ASSIGNMENT ▸ Continue the commentary on World Bank funding for sanitation and water in Ghana, starting after its last sentence.

PASSAGE FOR REVIEW ▸
Despite the hollow agitations that, for instance, supposedly got John Dramani Mahama cutting short his campaign to race back to Accra over alleged missing names in the voters’ register, when the Electoral Commissioner has no idea who votes PNC or NDC, development partners, led by the World Bank, have approved a staggering $125 million for Ghana to fund sanitation and water projects.
This is a far cry from 2012 to 2016 when Mahama’s credibility had gotten outrageously low over corruption, the culpability of the Electoral Commission, then under Charlotte Osei, and cries from teachers and nurses as well as unemployed graduates against his government to provide jobs for the nation’s bulging youth populations, as a prerequisite for faster economic growth.
Like corruption and Mahama’s government inability to create jobs, sanitation and sustainable water production for communities was in serious deficit under John Mahama – from the emerging residential areas in urban Accra and Sekondi-Takoradi through deprived communities in the Eastern and Ashanti regions to the Northern regions.
Damning heritage
From markets in the respective business districts to the streets and nooks and crannies of Zongos, the telltale, reprehensible heritage of Mahama was manifest in poor sanitation.
Strikingly, this was the party and government that had been making noise about sanitation and decentralization as a mechanism for sustained provision of basic amenities like potable water and appropriate technology lavatories for households.
Worse still, we remember the National Democratic Congress for demolitions, without engineering programmes that get down to the roots in making ordinary citizens feel they are part of Ghana.

INPUT DATA ▸

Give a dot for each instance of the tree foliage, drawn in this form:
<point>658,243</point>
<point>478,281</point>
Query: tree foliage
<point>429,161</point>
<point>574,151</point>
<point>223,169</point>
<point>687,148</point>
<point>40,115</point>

ANSWER TO THIS PROBLEM ▸
It appeared that it was only where they had interest that they would appear to show concern, like dredging of the Odaw River contract in which we sunk millions of dollars into Mahama’s brother’s company, without seeing an improvement in the Kwame Nkrumah Circle-Odaw River lingering drainage worries.
NPP’s sanitation and water project
How relevant the oncoming sanitation and water project will be is manifest in the teeming hundreds of thousands of residents in low income urban communities in the Greater Accra Metropolitan Area (GAMA) and the Kumasi Metropolitan Area (KMA) who are expected to enjoy improved water and sanitation services in the coming months.
Making a revealing statement affirming the World Bank’s confidence in Ghana as a worthy COVID-19 fight partner, the Country Director did not mince words emphasizing that “the [Ghana] initiative is necessary as providing equitable access to safe and improved water supply and sanitation service is essential to improve people’s lives, particularly in the context of the COVID-19 pandemic”, in which Ghana, under President Akufo-Addo, has shown exemplary leadership.
Significantly, there is space as well within the spending arrangement for issues like pollution of our ecology which a John Mahama government would rather encourage for populist reasons than vigorously fight in furtherance of sustainable development objectives.
Beyond that, the project is aimed at reducing poverty and making our kids in schools feel comfortable in accessing basic sanitation amenities in fighting COVID-19 while they study to become worthy citizens under enhanced environment in which adherence to safety protocols is without drudgery.
For those Ghanaians looking forward to a brighter and better Ghana, reports such as this should encourage us to ignore the lies and propaganda coming from Mahama and his band of propagandists and stand solidly behind President Akufo-Addo in living out the FOUR MORE FOR NANA TO DO MORE campaign, and retain the NPP in power in the December 7 general elections.
It is, indeed, a patriotic duty we cannot afford to ignore.